EXERCISE DESCRIPTION: Transcribe every line of the data below character for character, keeping each line on its own.

Records from a data collection:
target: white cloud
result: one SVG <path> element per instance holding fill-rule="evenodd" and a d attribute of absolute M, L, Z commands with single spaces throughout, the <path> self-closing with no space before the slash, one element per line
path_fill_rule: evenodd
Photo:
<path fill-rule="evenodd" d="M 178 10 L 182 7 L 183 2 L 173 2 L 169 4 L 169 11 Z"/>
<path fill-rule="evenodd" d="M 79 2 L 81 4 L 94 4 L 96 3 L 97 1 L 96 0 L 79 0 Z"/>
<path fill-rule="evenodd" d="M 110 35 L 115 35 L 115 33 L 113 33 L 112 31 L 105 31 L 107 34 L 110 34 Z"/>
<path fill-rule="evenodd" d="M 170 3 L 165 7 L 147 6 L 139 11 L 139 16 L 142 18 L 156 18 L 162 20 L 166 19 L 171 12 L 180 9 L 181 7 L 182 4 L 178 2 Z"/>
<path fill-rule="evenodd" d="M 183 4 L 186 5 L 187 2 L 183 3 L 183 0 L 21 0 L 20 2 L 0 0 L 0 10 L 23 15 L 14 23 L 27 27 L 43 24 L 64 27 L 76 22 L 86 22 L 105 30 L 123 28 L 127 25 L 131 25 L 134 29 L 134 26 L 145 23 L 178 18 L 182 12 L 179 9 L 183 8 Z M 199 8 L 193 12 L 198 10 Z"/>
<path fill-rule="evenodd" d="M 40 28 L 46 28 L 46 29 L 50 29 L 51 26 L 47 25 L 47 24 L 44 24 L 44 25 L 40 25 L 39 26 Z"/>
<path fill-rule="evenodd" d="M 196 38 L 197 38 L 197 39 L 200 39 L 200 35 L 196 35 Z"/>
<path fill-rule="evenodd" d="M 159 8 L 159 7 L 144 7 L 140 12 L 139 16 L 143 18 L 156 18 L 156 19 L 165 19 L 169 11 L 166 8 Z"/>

WRITTEN REPLY:
target: white cloud
result: one SVG <path> element per instance holding fill-rule="evenodd" and a d attribute of absolute M, L, Z commands with single spaces throughout, the <path> self-closing with no space before the slash, one element per line
path_fill_rule: evenodd
Photo:
<path fill-rule="evenodd" d="M 178 10 L 182 7 L 183 2 L 173 2 L 169 4 L 169 11 Z"/>
<path fill-rule="evenodd" d="M 79 2 L 81 4 L 94 4 L 96 3 L 97 1 L 96 0 L 79 0 Z"/>
<path fill-rule="evenodd" d="M 110 35 L 115 35 L 115 33 L 113 33 L 112 31 L 105 31 L 107 34 L 110 34 Z"/>
<path fill-rule="evenodd" d="M 170 3 L 165 7 L 147 6 L 139 11 L 139 16 L 142 18 L 156 18 L 162 20 L 166 19 L 171 12 L 180 9 L 181 7 L 182 4 L 178 2 Z"/>
<path fill-rule="evenodd" d="M 183 4 L 186 5 L 187 2 L 183 3 L 183 0 L 21 0 L 20 2 L 0 0 L 0 10 L 23 15 L 14 23 L 27 27 L 43 24 L 64 27 L 76 22 L 86 22 L 105 30 L 123 28 L 127 25 L 131 25 L 134 29 L 134 26 L 145 23 L 178 18 L 182 12 L 179 9 L 183 8 Z M 199 8 L 193 12 L 198 10 Z"/>
<path fill-rule="evenodd" d="M 40 28 L 46 28 L 46 29 L 50 29 L 51 26 L 47 25 L 47 24 L 44 24 L 44 25 L 40 25 L 39 26 Z"/>
<path fill-rule="evenodd" d="M 196 38 L 197 38 L 197 39 L 200 39 L 200 35 L 196 35 Z"/>
<path fill-rule="evenodd" d="M 159 8 L 159 7 L 144 7 L 140 12 L 139 16 L 143 18 L 156 18 L 156 19 L 165 19 L 169 11 L 166 8 Z"/>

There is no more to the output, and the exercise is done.